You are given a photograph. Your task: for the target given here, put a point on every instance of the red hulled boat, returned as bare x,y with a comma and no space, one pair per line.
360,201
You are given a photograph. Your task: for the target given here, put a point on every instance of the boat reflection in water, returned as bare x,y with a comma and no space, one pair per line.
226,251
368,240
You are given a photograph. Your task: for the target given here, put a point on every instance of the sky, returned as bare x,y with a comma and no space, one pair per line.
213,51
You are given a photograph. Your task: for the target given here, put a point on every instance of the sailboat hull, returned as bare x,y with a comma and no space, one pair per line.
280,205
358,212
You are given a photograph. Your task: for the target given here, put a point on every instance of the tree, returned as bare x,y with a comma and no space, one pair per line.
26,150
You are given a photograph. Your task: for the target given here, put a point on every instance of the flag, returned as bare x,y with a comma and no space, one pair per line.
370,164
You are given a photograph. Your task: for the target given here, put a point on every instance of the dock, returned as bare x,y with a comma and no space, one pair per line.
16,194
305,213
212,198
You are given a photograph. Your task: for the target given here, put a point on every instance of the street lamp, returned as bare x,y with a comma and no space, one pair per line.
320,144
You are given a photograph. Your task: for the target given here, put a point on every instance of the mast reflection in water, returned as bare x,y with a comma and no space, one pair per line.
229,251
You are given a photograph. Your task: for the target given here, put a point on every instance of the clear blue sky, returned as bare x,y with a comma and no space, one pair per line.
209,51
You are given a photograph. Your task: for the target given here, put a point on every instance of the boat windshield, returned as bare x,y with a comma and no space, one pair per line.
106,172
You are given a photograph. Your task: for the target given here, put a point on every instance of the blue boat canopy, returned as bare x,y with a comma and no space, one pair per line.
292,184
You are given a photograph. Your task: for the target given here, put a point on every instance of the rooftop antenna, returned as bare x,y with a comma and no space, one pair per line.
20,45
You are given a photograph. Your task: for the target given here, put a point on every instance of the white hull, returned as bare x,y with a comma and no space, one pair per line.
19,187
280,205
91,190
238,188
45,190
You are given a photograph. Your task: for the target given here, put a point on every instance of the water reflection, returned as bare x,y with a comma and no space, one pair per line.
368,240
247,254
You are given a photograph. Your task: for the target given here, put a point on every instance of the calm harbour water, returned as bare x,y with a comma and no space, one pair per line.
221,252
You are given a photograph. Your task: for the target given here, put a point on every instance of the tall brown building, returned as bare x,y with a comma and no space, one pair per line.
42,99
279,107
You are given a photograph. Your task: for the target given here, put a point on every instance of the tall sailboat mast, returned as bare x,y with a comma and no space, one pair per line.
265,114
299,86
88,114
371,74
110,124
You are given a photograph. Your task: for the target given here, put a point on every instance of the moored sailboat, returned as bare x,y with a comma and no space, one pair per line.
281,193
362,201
--*--
Rewrite the listing above, switching "put a point on" to "mark" wherever it appears and leaving everything else unchanged.

You are given a photograph. Your task: for the target given here, mark every instance of the red hulled boat, returned as bare x,y with a comma and no space, one pair per line.
360,201
You are given a photograph. Your task: for the target given here, mark every instance of the boat reflection in water, returned as bare x,y with a comma and no space, one pair per line.
226,251
368,240
You are given a photograph. Your task: for the target given here, mark every instance of the sky, returned as bare x,y with a comma and no space, one pair per line.
213,51
You are given a photograph. Your task: for the target given here, mark every instance of the sailboat hull, returned as bare x,y with a comma and no space, one pair per line.
280,205
358,212
You are given a photograph. Your task: for the target given here, mark every instance of the tree, returned as bare x,y with a comma and no space, one pair per line.
26,150
You are given a photograph. Your task: for the target given here, mark every instance of the flag, returned as bare x,y with a comma and no space, one pair per line.
370,164
You are given a photograph. Your task: for the target given here, mark every instance of the dock, returned as bare x,y with a comma and no space, one pair per line.
16,194
305,213
212,198
You are given a photograph. Your task: for the target given here, mark every instance of the street lamp, returned as bare x,y with a comma and no space, one pair per line.
320,144
You are given a photograph. Your task: for the target given here, mark every instance of the mast reflection in water, returned as bare x,y with a comma and no space, one pair per line.
229,251
You are given a photograph. Your task: for the target given here, mark every instance of the clear blue sky, returned as bare x,y with a comma and no space, one pair per line.
209,51
You are given a photograph. Your task: for the target given here, mark every instance of the boat windshield, returned as bare x,y with a comma and no space, one pair per line.
106,172
You are given a photograph. Your task: for the target given here, mark every instance of the blue boat canopy, returned as bare x,y with a comma and no space, one pair per line.
292,184
You are given a photograph. Your task: for the target given here, mark every instance of the rooftop antenna, returned as bare x,y with a comma and no space, one pair per line.
20,45
You are given a photograph. Your task: for the target given here, mark every instance of the white hull, returned as bare x,y with a comma and no space, one pair per line.
19,187
280,205
91,190
238,188
45,190
You are given a photograph. Your task: for the target given here, mark every instance of the water reflection, returned as bare x,y with a comma and no space, one pair per line.
368,240
247,254
You are given a photograph. Your task: for the target given here, mark every instance of the calm harbour water, returned as bare x,y with a comma and no space, one pair per line.
221,252
You are given a photograph. Your task: for the target given here, mark every instance of the tall brown building, returned as bare x,y with a comma and no space, one pair per line.
42,99
279,107
You are given a photograph. Your task: for the target given here, mark every instance of the tall sailboat mast, returned as bare x,y with a comma and no space, one pair per line.
265,114
299,86
88,114
371,74
110,124
You are given a photograph. Your task: for the target given here, mark every instance of the moored sailboat, returned as bare x,y with a comma and no space, one pair per line.
281,193
362,201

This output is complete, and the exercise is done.